Recursion via Repeated Printing
Description
You are given a positive integer n. Your task is to print all numbers from 1 to n in ascending order, each separated by a space.
The catch: you are not allowed to use any loops (no for, while, or do-while). You must accomplish this using recursion only.
This problem is a foundational exercise in understanding how recursion can replace iterative constructs. It teaches you to think about base cases, recursive calls, and the order in which operations happen relative to the recursive call (before or after).
Examples
Example 1
Input: n = 5
Output: 1 2 3 4 5
Explanation: We need to print every integer starting from 1 up to 5. The output is a space-separated sequence of these numbers in ascending order.

_RAW RECORDS_
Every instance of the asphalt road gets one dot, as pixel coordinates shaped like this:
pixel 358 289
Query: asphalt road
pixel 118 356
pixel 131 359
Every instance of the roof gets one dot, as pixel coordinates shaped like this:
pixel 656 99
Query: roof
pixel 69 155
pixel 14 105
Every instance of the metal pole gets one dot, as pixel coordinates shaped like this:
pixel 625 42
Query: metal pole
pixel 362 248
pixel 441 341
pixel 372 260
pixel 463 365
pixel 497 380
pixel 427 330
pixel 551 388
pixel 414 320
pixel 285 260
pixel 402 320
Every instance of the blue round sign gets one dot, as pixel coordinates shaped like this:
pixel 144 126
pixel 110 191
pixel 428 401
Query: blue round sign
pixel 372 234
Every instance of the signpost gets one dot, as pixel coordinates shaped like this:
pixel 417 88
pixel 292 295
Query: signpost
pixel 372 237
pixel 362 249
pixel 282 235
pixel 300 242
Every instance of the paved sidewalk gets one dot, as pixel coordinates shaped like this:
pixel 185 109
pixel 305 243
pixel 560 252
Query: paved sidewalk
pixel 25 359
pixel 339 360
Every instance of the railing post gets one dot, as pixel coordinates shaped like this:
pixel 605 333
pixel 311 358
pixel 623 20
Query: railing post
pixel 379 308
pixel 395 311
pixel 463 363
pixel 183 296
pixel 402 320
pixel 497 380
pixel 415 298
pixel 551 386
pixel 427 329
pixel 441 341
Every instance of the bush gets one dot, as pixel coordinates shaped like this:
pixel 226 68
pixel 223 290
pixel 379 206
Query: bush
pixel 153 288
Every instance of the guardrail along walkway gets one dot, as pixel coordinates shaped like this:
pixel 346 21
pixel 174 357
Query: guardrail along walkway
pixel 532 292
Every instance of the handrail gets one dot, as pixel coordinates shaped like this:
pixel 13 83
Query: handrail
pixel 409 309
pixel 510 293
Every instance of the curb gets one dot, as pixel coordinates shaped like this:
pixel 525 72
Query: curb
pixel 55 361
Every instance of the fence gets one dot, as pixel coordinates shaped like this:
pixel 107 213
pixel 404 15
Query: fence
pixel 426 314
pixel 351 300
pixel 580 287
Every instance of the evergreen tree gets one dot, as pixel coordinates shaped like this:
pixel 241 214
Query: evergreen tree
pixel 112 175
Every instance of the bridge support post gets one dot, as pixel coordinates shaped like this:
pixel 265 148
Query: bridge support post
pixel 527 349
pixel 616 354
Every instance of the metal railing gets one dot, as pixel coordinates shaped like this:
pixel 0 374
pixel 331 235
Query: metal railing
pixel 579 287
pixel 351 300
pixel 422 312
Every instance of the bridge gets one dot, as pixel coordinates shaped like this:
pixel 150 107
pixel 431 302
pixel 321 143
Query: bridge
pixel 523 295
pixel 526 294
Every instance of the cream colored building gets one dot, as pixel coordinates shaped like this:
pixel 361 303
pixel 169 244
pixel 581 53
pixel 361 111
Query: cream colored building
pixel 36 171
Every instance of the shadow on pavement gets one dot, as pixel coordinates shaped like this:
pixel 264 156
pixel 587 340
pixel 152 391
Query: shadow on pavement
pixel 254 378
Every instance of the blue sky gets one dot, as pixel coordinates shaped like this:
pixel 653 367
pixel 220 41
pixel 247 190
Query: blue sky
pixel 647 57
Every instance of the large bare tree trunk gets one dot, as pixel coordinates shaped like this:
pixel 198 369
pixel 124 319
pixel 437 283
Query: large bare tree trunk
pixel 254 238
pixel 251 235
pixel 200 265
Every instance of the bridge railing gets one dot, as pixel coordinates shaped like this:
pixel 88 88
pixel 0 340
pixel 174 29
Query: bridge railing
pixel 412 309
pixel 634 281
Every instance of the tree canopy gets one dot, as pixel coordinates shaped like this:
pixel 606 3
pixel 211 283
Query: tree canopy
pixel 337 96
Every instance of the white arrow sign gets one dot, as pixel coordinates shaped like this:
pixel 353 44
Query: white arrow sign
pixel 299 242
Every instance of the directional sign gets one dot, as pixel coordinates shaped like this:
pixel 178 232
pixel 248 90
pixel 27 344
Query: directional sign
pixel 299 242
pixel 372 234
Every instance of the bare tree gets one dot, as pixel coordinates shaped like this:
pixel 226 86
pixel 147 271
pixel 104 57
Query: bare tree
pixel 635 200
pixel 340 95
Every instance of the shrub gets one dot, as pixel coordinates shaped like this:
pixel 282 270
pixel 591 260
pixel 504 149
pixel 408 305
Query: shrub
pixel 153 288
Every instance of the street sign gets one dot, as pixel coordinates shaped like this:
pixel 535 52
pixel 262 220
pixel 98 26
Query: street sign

_CHALLENGES_
• A. Revise the recursion exercise starting at "Recursion via Repeated" and ending at "using recursion only.", replacing "positive integer" with "natural number".
• B. Which kinds of loops does the recursion exercise forbid?
The listing comes from a separate source.

_TASK-BY-TASK OUTPUTS_
• A.
Recursion via Repeated Printing
Description
You are given a natural number n. Your task is to print all numbers from 1 to n in ascending order, each separated by a space.
The catch: you are not allowed to use any loops (no for, while, or do-while). You must accomplish this using recursion only.

• B. for, while, and do-while loops